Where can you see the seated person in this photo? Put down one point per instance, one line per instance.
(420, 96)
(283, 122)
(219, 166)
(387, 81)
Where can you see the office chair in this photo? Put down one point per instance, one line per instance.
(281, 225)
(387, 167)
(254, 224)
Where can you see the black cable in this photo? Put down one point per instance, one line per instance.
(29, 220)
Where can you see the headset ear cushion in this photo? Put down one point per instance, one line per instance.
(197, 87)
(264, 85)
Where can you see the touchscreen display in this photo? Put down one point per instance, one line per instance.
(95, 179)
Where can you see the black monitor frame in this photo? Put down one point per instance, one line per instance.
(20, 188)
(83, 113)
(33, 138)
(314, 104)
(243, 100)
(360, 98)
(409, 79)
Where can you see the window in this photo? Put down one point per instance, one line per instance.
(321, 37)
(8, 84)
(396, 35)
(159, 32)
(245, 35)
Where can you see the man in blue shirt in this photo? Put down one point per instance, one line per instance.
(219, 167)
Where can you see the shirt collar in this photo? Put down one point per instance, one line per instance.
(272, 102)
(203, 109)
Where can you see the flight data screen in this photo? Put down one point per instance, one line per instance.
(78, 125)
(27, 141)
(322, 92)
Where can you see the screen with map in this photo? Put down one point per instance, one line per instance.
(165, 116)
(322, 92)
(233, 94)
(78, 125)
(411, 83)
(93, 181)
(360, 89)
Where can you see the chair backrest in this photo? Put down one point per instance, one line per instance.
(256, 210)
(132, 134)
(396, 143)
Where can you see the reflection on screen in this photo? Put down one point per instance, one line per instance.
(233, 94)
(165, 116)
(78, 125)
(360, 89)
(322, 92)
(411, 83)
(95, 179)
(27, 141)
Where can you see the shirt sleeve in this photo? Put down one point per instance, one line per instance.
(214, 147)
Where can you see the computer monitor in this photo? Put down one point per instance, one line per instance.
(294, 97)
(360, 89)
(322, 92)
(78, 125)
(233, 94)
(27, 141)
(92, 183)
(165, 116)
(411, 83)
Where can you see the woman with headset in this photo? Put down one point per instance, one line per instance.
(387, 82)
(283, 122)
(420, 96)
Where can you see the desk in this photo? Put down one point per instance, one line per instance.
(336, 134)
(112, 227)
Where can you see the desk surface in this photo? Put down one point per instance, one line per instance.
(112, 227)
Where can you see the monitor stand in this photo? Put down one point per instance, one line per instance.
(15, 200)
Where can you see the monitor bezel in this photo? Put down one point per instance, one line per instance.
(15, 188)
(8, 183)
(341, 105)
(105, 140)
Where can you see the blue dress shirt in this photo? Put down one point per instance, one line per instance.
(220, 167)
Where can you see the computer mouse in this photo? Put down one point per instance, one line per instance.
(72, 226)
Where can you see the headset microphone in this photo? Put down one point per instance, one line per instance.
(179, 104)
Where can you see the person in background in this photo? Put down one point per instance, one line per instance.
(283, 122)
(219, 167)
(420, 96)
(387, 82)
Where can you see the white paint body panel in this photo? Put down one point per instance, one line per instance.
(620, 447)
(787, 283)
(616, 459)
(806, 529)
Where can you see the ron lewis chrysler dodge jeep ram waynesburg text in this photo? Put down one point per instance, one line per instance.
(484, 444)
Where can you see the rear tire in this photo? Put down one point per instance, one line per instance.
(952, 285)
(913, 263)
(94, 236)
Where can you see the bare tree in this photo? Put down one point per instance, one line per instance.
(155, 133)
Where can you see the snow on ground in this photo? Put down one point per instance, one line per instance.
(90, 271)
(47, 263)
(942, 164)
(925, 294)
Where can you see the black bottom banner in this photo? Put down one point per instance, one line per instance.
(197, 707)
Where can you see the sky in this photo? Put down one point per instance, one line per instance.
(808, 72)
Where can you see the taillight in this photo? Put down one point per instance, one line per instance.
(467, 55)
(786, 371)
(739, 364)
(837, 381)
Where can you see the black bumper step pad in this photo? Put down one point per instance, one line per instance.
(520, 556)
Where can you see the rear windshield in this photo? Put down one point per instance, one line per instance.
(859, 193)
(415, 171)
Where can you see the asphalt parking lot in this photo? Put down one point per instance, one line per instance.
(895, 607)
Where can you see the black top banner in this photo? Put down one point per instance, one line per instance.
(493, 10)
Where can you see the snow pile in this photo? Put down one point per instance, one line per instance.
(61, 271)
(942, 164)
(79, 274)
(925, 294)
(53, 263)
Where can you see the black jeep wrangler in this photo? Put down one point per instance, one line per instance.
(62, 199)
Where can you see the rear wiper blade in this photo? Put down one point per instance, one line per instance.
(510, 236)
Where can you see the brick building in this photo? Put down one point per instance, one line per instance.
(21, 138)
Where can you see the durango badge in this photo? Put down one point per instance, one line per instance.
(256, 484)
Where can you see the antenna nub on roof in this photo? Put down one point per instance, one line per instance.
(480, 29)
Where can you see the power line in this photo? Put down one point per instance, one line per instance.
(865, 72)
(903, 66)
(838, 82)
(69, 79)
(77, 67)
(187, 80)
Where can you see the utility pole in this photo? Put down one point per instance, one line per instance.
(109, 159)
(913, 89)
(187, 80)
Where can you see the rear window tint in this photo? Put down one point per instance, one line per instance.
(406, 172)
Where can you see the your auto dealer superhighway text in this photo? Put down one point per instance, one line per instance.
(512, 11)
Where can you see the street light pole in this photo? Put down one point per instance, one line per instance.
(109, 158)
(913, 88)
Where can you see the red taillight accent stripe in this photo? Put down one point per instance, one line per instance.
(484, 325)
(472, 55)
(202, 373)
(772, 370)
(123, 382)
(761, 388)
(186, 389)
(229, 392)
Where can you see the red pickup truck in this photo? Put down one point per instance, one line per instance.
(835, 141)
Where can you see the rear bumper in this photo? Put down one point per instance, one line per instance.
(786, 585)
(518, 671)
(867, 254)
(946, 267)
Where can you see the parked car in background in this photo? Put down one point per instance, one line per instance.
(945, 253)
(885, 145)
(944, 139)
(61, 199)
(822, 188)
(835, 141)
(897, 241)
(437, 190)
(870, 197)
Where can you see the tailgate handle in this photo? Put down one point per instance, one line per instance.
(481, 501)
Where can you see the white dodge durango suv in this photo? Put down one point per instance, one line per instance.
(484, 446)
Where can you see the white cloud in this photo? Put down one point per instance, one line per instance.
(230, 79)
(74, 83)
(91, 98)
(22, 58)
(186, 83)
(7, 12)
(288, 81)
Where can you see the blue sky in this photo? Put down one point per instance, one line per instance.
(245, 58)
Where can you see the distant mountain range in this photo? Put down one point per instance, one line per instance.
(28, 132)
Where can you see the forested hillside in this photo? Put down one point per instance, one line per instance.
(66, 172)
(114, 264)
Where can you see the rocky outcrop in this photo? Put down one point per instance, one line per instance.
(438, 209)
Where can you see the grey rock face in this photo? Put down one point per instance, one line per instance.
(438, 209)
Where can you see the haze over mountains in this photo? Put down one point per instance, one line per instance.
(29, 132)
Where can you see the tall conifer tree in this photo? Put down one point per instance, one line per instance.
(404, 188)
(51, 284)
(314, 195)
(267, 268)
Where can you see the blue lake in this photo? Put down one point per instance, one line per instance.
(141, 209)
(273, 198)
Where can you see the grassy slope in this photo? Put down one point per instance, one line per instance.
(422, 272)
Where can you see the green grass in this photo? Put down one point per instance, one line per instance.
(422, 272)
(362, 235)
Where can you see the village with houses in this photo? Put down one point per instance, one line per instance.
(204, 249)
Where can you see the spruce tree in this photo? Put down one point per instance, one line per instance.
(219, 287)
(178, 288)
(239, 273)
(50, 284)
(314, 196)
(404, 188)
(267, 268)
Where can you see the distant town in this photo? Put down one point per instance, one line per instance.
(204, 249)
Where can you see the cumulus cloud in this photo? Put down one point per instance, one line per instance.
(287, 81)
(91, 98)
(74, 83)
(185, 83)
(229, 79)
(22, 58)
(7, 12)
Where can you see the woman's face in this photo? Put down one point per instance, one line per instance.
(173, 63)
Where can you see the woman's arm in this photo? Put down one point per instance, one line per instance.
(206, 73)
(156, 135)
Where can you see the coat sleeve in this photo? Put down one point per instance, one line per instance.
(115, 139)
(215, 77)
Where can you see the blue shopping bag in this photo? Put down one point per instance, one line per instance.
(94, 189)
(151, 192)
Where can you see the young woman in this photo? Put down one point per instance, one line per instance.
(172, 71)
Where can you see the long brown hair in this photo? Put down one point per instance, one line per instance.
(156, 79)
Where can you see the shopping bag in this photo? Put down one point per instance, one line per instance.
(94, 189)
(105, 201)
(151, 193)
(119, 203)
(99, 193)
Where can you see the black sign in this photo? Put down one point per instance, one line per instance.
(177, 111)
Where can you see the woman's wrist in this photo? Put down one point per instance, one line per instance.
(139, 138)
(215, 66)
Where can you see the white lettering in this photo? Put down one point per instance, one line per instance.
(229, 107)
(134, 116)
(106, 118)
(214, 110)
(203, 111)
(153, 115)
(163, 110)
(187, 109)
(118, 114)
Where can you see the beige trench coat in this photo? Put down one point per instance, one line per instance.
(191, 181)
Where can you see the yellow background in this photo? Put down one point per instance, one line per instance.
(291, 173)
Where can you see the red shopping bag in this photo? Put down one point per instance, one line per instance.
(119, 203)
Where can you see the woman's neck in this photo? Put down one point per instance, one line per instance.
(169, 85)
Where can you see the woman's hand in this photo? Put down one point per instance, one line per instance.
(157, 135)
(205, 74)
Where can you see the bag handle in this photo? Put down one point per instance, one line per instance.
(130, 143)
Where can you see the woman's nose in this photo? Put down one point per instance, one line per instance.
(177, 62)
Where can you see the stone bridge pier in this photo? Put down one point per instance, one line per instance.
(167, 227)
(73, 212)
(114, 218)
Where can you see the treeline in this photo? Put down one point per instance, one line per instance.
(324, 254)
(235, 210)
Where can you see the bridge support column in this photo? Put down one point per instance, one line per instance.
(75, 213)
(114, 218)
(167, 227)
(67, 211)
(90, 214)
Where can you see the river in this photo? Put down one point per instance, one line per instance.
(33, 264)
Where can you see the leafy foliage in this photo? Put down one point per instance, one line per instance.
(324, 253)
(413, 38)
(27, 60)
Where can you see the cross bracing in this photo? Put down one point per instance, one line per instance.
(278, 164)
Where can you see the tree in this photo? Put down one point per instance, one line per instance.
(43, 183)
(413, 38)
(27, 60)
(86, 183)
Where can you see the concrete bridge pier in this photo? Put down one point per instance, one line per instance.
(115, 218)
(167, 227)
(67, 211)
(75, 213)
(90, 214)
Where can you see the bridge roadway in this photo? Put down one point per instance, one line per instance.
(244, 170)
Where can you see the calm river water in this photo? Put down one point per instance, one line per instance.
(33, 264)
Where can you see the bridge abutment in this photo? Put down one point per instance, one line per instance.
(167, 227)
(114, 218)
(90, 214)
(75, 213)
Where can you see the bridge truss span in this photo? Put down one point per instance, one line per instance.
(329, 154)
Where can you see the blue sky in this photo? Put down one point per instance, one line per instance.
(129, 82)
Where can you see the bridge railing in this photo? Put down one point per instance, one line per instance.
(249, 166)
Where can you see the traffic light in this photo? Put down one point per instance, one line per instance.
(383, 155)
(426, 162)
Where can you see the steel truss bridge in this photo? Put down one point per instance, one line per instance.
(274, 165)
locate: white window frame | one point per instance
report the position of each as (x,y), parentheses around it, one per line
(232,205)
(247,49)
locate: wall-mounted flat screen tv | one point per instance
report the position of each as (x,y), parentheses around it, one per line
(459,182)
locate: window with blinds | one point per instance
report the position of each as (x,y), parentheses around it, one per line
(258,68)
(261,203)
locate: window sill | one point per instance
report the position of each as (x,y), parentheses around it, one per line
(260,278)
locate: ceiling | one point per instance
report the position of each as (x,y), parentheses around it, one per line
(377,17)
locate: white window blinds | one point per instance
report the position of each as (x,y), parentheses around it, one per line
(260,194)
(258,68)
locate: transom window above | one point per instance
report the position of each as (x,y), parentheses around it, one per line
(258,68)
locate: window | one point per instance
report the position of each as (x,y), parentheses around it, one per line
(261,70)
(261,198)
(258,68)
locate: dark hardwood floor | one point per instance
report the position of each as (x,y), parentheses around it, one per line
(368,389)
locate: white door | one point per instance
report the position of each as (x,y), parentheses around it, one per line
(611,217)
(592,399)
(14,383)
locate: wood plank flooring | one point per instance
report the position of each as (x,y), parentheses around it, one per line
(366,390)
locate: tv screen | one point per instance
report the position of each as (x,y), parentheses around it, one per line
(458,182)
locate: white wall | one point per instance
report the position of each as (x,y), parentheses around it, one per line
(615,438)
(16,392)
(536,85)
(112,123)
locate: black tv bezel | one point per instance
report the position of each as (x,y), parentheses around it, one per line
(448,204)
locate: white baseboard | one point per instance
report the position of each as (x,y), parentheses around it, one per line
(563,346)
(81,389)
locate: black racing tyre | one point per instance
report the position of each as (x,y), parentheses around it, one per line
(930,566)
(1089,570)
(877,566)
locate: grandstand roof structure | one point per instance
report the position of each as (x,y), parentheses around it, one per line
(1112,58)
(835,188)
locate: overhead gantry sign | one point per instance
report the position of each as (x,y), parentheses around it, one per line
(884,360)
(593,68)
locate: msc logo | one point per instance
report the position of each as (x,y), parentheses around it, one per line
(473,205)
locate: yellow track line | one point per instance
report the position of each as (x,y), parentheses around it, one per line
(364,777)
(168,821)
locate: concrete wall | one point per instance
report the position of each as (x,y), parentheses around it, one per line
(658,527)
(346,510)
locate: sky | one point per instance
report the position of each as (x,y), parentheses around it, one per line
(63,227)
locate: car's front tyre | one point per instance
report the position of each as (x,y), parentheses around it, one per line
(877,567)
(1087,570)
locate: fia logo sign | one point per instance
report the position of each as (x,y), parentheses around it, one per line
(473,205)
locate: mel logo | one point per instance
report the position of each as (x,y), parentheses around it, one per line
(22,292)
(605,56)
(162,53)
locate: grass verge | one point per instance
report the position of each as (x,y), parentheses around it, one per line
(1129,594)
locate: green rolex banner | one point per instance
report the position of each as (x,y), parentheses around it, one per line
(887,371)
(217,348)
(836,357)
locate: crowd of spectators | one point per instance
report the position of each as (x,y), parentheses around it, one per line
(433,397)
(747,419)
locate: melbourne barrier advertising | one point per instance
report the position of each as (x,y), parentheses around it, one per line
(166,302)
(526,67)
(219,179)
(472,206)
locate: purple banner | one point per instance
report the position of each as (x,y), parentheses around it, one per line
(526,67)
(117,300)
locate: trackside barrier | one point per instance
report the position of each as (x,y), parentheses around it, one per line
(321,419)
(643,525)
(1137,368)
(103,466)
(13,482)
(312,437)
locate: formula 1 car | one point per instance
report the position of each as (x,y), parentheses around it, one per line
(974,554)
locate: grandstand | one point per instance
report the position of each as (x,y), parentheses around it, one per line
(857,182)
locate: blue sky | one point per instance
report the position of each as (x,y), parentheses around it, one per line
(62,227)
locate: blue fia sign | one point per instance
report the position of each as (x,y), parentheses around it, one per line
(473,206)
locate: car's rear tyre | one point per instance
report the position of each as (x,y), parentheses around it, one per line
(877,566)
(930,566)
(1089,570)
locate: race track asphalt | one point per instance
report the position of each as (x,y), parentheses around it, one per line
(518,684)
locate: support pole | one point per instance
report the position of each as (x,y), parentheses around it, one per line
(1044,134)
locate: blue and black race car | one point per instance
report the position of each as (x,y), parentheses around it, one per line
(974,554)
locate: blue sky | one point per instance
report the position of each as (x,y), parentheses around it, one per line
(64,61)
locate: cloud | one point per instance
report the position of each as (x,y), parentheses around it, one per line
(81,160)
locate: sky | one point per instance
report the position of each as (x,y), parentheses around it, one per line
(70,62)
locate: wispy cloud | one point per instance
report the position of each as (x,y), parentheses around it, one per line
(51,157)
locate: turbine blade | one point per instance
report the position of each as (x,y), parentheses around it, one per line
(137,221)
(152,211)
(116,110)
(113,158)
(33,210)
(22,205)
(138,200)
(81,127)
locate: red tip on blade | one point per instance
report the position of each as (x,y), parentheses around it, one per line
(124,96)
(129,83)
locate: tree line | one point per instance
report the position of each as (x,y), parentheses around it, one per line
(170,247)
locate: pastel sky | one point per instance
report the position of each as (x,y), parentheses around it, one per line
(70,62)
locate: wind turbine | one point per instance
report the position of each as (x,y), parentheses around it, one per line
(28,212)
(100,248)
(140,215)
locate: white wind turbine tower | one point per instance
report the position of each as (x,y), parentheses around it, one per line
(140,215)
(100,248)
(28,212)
##########
From the records, copy every line that has the string "tyre" in it.

locate: black racing tyre | one point per instance
locate: car's front tyre | one point per instance
locate: car's rear tyre | one point per instance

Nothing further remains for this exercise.